• **PROVIDED TEXT**
•••

General characteristics
- Type: Wooden two‑masted schooner
- Tonnage: 295 GRT
- Length: 139 feet (42 m)
- Beam: 26 feet (7.9 m)
- Draught: 11 feet 10 inches (3.61 m)
- Crew: 7 (5 lost)

= M. F. Merrick (schooner) =

Shipwreck in Lake Huron, Michigan, United States

M. F. Merrick was a wooden two‑masted schooner built in 1863 by John Oades in Clayton, New York, for Fowler & Esseltyne and later part of the Reindeer Line of Detroit. She measured approximately 139 ft in length, 26 ft in beam, and had a gross tonnage of about 295 GRT.

==Description==
M. F. Merrick was constructed of wood with a single deck and two masts, typical of “canaller” schooners built to transit the Welland Canal. Her hull measured about 137×25×11 ft and was rated at 295 gross tons.

==History==
Enrolled at French Creek, NY in 1863, she was remeasured to 295.4 GRT in 1864 and later registered in Detroit. She underwent repairs and had her deck rebuilt in April 1877 and again in 1872.

•••

Shape boundary entries
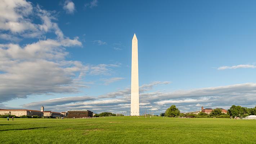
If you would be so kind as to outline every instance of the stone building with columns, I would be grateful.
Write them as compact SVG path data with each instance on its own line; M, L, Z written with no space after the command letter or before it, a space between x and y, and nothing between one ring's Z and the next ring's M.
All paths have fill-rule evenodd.
M30 109L0 109L0 114L14 115L18 117L24 115L29 116L36 115L42 117L44 116L44 113L41 111Z

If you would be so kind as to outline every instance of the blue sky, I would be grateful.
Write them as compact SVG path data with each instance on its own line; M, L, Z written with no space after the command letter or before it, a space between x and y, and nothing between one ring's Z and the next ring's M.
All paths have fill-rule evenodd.
M129 112L256 104L256 2L15 1L0 6L0 108Z

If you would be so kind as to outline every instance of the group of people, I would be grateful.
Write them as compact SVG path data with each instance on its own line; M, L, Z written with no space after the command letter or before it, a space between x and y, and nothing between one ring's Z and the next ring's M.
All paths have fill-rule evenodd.
M13 121L14 121L14 120L13 120L14 117L13 116L12 117L12 118L13 119ZM9 121L9 117L7 117L7 121Z

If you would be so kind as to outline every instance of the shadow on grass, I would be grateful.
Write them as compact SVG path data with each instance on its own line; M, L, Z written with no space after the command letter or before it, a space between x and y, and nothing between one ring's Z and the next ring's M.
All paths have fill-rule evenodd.
M0 124L0 126L10 126L11 125L14 125L15 124Z
M34 129L41 129L41 128L47 128L48 127L56 127L56 126L47 126L44 127L31 127L31 128L27 129L10 129L9 130L0 130L0 131L9 131L11 130L33 130Z

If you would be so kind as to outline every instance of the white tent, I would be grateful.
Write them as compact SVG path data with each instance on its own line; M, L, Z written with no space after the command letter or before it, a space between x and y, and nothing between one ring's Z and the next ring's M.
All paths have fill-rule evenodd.
M244 119L246 120L256 120L256 116L255 115L251 115L251 116L247 116Z

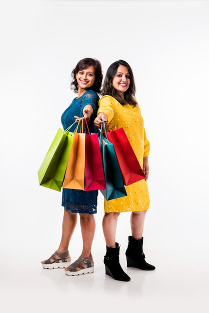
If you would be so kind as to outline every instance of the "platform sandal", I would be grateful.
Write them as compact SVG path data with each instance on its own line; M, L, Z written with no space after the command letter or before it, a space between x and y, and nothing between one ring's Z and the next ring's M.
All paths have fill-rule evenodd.
M44 261L44 264L42 264L42 266L44 268L48 270L64 268L71 264L71 258L66 258L68 253L68 250L62 252L62 253L59 253L58 251L56 251L48 260ZM55 256L58 256L58 258L56 258ZM51 261L52 258L54 261Z
M84 264L82 265L82 263ZM94 272L94 261L92 256L88 258L84 258L80 256L71 265L64 269L64 272L68 276L77 276L82 274L90 274ZM80 270L77 270L78 268Z

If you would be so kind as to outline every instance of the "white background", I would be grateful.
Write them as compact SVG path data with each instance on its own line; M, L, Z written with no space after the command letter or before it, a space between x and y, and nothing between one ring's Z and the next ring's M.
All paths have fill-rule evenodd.
M86 57L100 60L104 76L119 59L134 74L150 142L146 250L190 250L200 258L208 251L208 14L201 0L1 2L2 258L32 250L40 266L60 243L62 193L39 186L37 172L76 96L71 72ZM104 252L100 192L98 211L92 250ZM129 218L118 220L122 249ZM71 246L78 256L79 223Z

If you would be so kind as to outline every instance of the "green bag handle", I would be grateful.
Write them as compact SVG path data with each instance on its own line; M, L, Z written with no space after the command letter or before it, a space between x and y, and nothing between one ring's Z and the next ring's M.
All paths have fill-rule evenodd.
M80 122L82 120L82 118L79 118L78 119L77 118L76 120L74 122L72 123L72 124L70 125L70 126L69 126L69 127L68 127L66 130L64 130L64 132L68 132L70 130L70 128L72 127L72 126L73 126L76 123L78 122L78 125L76 127L76 128L74 132L77 132L78 126L80 124Z

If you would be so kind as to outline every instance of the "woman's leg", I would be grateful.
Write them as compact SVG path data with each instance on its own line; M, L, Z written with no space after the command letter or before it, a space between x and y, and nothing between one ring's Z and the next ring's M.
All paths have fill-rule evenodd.
M118 218L120 213L105 213L103 218L103 232L106 252L104 258L106 274L114 280L128 282L130 278L124 271L119 260L120 246L116 242Z
M62 228L61 240L60 246L57 250L57 252L62 254L68 250L69 244L74 228L77 223L78 214L72 213L70 210L64 210L64 214L62 220ZM54 256L56 258L58 256ZM70 257L69 253L66 256L66 258ZM53 259L50 259L51 262L54 262ZM45 261L42 261L42 264L44 264Z
M96 222L94 214L80 214L80 228L82 238L82 250L81 256L84 258L92 254L92 246L94 236Z
M130 215L130 228L132 237L134 239L141 239L142 236L145 216L147 210L132 212Z
M126 255L128 268L136 268L144 270L152 270L156 268L146 262L143 252L142 234L146 212L147 210L132 212L130 227L132 236L128 237L128 244Z
M116 229L120 213L105 213L103 218L103 232L106 244L110 248L116 248Z
M94 272L94 260L92 246L94 236L96 222L94 214L80 213L80 228L82 238L82 250L78 258L66 268L65 273L69 276L88 274Z

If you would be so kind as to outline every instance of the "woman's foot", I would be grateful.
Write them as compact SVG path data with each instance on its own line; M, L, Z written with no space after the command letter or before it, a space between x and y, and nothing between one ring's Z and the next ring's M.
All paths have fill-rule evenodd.
M76 261L64 269L64 272L68 276L89 274L94 272L94 260L92 255L88 258L84 258L80 256Z
M64 268L71 264L71 258L69 251L66 250L62 253L56 251L48 260L40 262L44 268Z

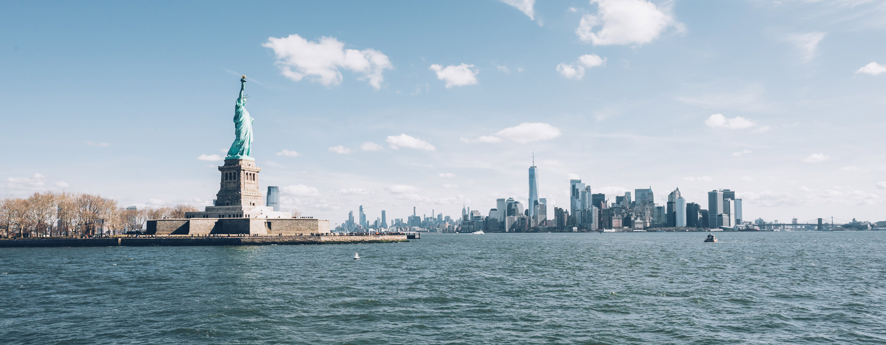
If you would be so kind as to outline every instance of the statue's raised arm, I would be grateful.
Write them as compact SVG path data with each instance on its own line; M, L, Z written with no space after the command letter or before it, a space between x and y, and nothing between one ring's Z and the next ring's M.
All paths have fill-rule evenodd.
M234 106L234 143L228 150L227 160L253 160L253 118L246 111L246 76L240 78L240 96Z

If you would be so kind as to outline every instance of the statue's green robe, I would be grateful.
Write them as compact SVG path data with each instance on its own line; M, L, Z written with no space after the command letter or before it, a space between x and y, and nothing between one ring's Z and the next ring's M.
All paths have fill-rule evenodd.
M234 106L234 143L228 150L227 159L248 158L252 153L254 120L246 111L246 98L243 96L245 84L245 81L240 84L240 97L237 98L237 104Z

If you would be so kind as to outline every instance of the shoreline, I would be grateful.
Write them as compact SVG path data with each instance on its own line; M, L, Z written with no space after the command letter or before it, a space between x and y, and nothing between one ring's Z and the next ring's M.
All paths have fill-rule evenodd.
M26 238L0 239L0 247L269 246L394 242L408 242L408 235Z

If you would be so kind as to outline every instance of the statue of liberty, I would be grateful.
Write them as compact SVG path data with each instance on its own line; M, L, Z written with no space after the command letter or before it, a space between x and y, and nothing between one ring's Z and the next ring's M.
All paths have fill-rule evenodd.
M246 98L243 91L246 87L246 76L240 79L240 97L234 105L234 143L228 150L226 160L253 160L250 157L253 151L253 122L255 121L246 111Z

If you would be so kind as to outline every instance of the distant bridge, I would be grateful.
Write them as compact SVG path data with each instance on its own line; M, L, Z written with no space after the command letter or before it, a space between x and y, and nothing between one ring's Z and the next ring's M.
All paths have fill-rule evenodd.
M821 231L821 230L824 229L825 226L835 227L835 226L841 226L841 225L845 224L845 223L834 223L834 217L830 217L830 218L831 218L831 222L830 223L822 223L822 220L825 219L825 218L818 218L818 219L804 221L803 223L800 223L800 222L797 222L797 223L765 223L765 224L756 224L756 225L760 226L760 227L764 227L764 226L815 226L816 230Z

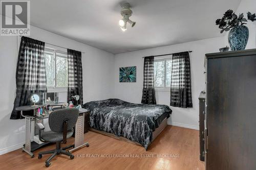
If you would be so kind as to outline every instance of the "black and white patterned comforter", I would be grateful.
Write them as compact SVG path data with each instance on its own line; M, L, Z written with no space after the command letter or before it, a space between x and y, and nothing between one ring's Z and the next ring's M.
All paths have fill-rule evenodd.
M90 111L91 127L136 141L146 150L153 132L172 113L166 105L134 104L117 99L92 101L83 107Z

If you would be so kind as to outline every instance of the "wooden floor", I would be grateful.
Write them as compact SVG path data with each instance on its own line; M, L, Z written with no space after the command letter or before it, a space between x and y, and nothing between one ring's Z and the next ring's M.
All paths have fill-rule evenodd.
M204 162L199 160L197 130L167 126L147 151L142 147L91 131L84 134L84 138L90 147L75 152L73 160L59 155L46 167L45 161L50 155L38 159L37 154L54 149L55 145L51 145L37 150L33 158L21 149L1 155L0 169L204 169ZM67 144L73 141L74 138L69 139Z

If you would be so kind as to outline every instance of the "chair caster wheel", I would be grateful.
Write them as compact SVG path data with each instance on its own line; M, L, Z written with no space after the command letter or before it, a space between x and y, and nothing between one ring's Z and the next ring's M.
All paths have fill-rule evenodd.
M74 155L70 155L70 159L74 159L74 157L75 157L74 156Z
M49 167L49 166L50 166L50 165L51 164L51 163L46 163L46 167Z

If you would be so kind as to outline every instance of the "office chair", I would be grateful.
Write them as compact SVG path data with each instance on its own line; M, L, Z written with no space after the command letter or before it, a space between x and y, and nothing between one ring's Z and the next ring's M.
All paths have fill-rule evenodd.
M52 159L60 154L70 156L71 159L74 159L74 155L65 151L74 147L74 145L61 148L60 143L66 143L67 139L72 135L73 128L78 117L78 109L76 108L66 108L53 111L49 117L49 124L51 130L49 132L41 132L45 129L44 125L40 123L36 124L36 127L39 129L38 136L40 141L44 142L56 142L55 150L38 153L38 159L41 159L42 155L53 154L46 161L46 167L49 167Z

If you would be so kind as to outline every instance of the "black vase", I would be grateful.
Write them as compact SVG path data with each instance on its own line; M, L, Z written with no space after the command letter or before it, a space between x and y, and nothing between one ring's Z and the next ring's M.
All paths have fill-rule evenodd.
M249 38L249 30L247 27L239 26L233 27L228 33L228 43L231 50L245 49Z

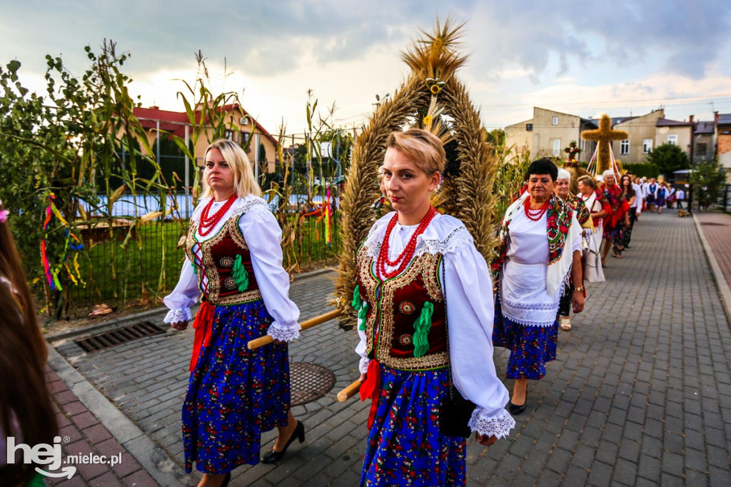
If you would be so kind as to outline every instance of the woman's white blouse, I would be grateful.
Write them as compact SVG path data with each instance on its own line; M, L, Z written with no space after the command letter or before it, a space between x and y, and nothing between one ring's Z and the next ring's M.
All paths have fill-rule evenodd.
M201 210L209 200L208 198L201 200L193 214L192 221L200 221ZM214 202L211 209L211 213L215 213L224 203ZM199 241L205 241L213 238L221 230L225 222L236 214L240 215L238 227L251 253L254 274L262 293L264 305L274 319L267 333L272 338L284 341L299 338L300 327L298 320L300 318L300 310L289 298L289 276L281 265L281 230L264 200L251 195L238 198L208 235L201 236L199 228L196 238ZM194 252L197 258L201 258L200 246L195 246ZM205 275L203 281L204 283L208 282ZM191 320L190 309L196 303L200 295L198 276L186 257L183 263L178 285L164 298L165 306L170 309L165 317L164 322Z
M364 244L370 256L377 254L393 214L381 218L371 230ZM388 241L390 260L404 250L417 226L396 224ZM417 238L414 257L425 252L444 256L442 289L447 304L452 380L462 395L477 405L469 426L481 434L505 437L515 422L504 409L510 396L498 379L493 360L494 309L488 265L462 222L447 215L435 215ZM440 276L442 272L440 268ZM368 362L366 333L359 330L358 334L360 342L355 351L361 357L360 371L365 373Z
M553 295L547 290L548 271L548 216L534 221L525 211L518 211L508 226L510 242L505 268L501 279L500 304L504 316L526 326L550 326L556 321L558 301L563 291L559 287ZM576 216L571 224L580 227ZM572 242L567 242L564 252L581 252L581 233Z

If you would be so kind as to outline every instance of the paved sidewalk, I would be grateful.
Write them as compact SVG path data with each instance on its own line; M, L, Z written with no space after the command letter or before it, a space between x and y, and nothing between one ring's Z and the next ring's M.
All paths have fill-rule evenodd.
M107 457L121 455L121 461L113 467L108 463L75 464L77 471L70 479L50 478L48 480L51 485L58 487L158 485L126 448L120 445L109 430L79 401L58 374L50 369L46 371L46 382L53 395L64 458L69 455ZM50 472L58 473L60 470Z
M607 282L588 287L586 311L561 332L546 377L530 383L511 437L489 448L469 442L468 485L731 483L731 331L694 222L643 214L632 247L609 257ZM333 276L295 282L303 320L329 309ZM70 340L52 344L179 469L192 341L189 330L91 354ZM291 361L327 367L336 386L293 408L306 426L303 445L277 466L237 469L232 485L357 485L368 404L335 398L358 375L356 342L355 331L330 322L291 346ZM496 349L499 374L507 358Z

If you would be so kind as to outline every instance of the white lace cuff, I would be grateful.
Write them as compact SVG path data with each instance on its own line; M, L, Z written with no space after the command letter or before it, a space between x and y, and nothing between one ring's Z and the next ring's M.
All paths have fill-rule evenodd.
M507 437L510 430L515 427L515 420L504 409L491 415L485 409L477 407L472 412L468 426L473 431L499 439Z
M295 326L285 326L279 323L272 323L267 330L267 335L269 335L275 340L279 341L289 342L300 338L300 330L302 328L298 323Z
M183 309L171 309L167 312L165 319L162 320L164 323L178 323L181 322L188 322L192 319L190 314L190 308Z
M358 363L358 370L360 371L361 374L366 374L368 372L368 364L371 361L371 359L368 357L361 357L360 362Z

•••

• **YOUR TASKS**
A. Please transcribe the schooner text between "Shipwreck in Lake" and "at 295 gross tons.", inclusive.
B. How many lines of the rows contain the string "black"? Give only the number.
The schooner text and the rows are unrelated to each other.

• **THE RESPONSES**
A.
Shipwreck in Lake Huron, Michigan, United States

M. F. Merrick was a wooden two‑masted schooner built in 1863 by John Oades in Clayton, New York, for Fowler & Esseltyne and later part of the Reindeer Line of Detroit. She measured approximately 139 ft in length, 26 ft in beam, and had a gross tonnage of about 295 GRT.

==Description==
M. F. Merrick was constructed of wood with a single deck and two masts, typical of “canaller” schooners built to transit the Welland Canal. Her hull measured about 137×25×11 ft and was rated at 295 gross tons.

B. 2